[Start]

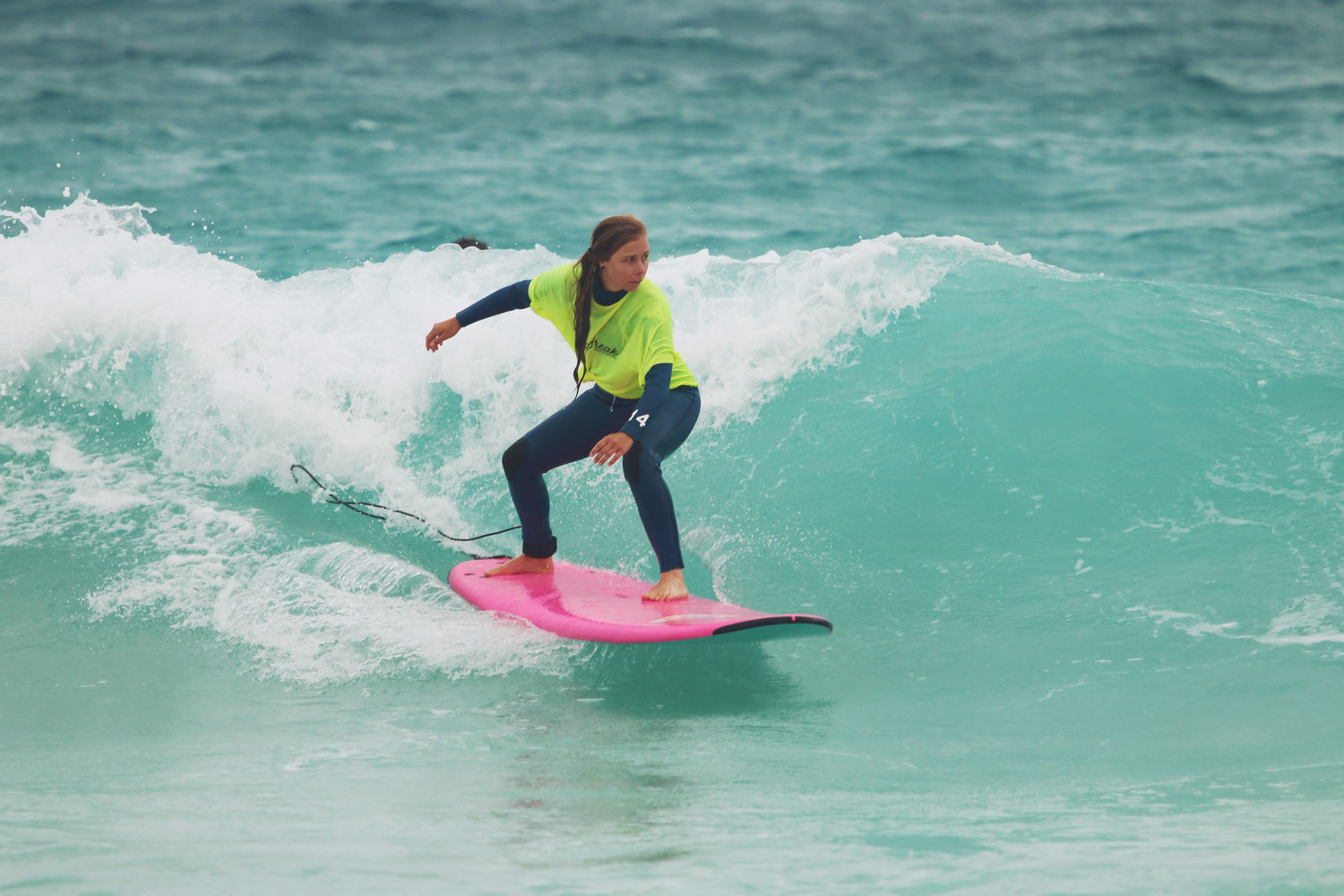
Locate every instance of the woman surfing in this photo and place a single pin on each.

[End]
[Start]

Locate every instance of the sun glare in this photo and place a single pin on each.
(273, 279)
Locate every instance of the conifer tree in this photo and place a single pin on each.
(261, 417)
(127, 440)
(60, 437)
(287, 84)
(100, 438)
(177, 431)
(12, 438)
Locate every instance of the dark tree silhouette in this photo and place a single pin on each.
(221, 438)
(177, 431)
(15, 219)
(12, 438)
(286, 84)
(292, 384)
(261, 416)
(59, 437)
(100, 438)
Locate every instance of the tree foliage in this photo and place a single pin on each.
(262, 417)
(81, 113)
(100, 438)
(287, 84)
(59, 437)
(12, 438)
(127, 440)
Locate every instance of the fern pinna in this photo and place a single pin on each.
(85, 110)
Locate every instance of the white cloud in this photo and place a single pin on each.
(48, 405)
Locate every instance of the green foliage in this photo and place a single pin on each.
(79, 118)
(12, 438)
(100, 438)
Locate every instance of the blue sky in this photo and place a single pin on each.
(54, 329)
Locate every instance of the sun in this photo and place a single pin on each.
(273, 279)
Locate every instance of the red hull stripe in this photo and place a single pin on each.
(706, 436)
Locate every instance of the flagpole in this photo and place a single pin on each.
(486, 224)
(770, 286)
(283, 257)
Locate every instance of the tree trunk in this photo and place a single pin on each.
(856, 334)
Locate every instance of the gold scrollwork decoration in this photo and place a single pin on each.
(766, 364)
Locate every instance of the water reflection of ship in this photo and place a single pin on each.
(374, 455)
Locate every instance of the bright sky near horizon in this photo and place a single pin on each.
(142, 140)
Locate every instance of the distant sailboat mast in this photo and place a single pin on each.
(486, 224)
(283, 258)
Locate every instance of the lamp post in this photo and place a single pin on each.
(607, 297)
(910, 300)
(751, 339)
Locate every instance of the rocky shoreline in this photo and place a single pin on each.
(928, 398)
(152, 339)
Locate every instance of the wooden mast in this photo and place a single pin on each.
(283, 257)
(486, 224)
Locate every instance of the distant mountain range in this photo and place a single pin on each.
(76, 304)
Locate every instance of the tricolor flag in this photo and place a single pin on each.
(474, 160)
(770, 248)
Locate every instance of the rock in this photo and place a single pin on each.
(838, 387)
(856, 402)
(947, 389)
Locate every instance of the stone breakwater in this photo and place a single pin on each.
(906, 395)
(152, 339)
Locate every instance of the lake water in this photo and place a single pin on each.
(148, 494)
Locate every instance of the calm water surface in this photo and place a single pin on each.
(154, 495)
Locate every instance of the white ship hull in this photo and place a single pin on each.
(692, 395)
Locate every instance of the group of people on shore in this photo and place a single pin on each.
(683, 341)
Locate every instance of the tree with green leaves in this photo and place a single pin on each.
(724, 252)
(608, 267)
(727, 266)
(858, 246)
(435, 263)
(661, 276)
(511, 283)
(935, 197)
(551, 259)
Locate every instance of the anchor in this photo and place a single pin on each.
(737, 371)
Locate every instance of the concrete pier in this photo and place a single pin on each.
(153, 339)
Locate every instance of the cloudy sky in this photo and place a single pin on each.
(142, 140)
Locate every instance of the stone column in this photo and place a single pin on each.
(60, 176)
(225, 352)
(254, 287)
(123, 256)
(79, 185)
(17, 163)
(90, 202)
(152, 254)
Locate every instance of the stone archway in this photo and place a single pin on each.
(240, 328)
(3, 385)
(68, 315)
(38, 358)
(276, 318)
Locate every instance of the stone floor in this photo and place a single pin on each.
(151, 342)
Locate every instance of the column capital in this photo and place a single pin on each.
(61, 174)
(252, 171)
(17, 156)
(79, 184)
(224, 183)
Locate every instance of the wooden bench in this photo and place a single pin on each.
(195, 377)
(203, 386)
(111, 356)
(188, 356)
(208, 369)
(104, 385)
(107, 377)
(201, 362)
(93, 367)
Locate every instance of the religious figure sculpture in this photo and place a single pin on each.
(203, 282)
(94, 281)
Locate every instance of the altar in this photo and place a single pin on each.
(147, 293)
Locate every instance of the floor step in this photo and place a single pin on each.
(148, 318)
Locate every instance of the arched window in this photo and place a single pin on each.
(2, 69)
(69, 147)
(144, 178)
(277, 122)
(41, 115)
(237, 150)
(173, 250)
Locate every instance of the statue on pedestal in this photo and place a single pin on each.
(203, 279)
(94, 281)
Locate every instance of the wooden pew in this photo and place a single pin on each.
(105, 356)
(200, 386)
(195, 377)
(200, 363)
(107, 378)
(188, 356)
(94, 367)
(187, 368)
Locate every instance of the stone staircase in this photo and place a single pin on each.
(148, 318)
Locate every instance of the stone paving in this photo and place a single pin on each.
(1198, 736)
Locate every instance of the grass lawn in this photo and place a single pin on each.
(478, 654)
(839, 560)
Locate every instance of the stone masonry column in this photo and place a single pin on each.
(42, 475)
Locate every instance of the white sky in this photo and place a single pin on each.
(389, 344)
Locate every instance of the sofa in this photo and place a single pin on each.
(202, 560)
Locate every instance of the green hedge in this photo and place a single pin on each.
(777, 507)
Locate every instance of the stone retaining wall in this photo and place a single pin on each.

[End]
[Start]

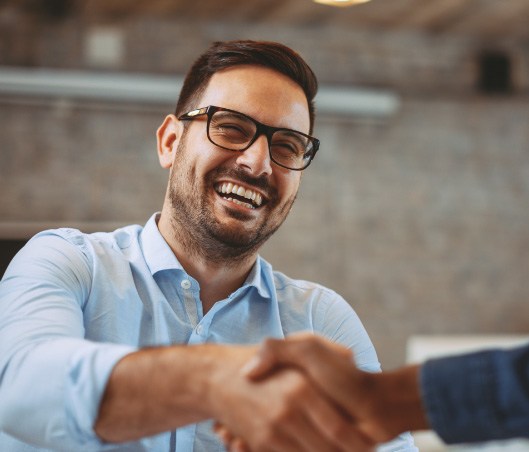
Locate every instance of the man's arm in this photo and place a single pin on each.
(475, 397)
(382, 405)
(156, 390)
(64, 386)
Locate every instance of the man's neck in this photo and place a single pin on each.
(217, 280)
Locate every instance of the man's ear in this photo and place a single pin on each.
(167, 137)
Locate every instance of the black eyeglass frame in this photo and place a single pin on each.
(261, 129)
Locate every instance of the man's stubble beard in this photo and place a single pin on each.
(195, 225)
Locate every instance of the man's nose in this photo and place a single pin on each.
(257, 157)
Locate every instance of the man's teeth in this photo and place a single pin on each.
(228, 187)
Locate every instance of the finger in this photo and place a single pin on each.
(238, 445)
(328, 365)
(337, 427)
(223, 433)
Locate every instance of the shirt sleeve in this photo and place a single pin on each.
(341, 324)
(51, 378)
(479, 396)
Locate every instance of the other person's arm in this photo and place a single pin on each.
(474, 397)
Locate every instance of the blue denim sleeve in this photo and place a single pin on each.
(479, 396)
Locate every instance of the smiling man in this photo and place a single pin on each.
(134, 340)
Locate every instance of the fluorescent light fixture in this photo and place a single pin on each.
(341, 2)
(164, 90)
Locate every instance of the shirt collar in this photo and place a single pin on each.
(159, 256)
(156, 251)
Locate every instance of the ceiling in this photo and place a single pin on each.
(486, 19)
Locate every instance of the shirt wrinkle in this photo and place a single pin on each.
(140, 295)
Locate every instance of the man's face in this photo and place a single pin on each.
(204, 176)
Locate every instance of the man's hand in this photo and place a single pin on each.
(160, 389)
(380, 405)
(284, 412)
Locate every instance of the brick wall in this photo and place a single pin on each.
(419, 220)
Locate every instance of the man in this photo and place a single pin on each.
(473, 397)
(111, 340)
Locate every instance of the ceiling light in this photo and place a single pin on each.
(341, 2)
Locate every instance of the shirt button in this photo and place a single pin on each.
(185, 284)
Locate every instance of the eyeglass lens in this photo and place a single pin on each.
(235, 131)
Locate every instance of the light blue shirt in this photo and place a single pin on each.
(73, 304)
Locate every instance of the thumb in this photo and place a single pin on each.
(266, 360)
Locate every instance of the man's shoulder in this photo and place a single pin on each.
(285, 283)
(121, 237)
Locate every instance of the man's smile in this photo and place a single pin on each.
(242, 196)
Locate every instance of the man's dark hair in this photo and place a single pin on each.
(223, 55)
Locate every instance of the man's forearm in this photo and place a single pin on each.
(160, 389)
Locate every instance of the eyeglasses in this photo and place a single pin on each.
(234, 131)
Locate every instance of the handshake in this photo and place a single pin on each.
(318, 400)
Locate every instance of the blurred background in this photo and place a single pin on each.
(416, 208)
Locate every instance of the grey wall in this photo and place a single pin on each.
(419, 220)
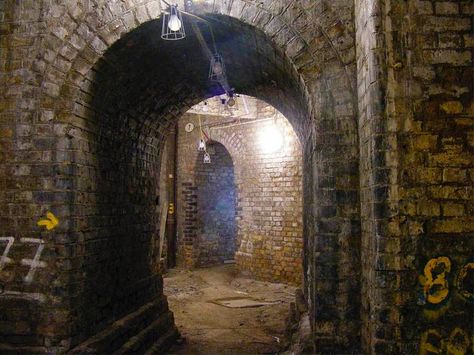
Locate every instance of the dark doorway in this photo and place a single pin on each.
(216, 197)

[End]

• What is needed: Collect every line in the three blocks above that contains the word "tree", treating uppercase and lowercase letters as different.

• In response:
Locate every instance of the conifer tree in this photo and place a single pin on each.
Locate every instance of the dark tree silhouette in this photo and place a single pin on each.
Locate every instance of the tree foliage in this photo and place a single pin on each.
Locate every instance of the tree trunk in this photo and place a single pin on each.
Locate every instance of the tree with green leaves in this photo and place a single pin on each.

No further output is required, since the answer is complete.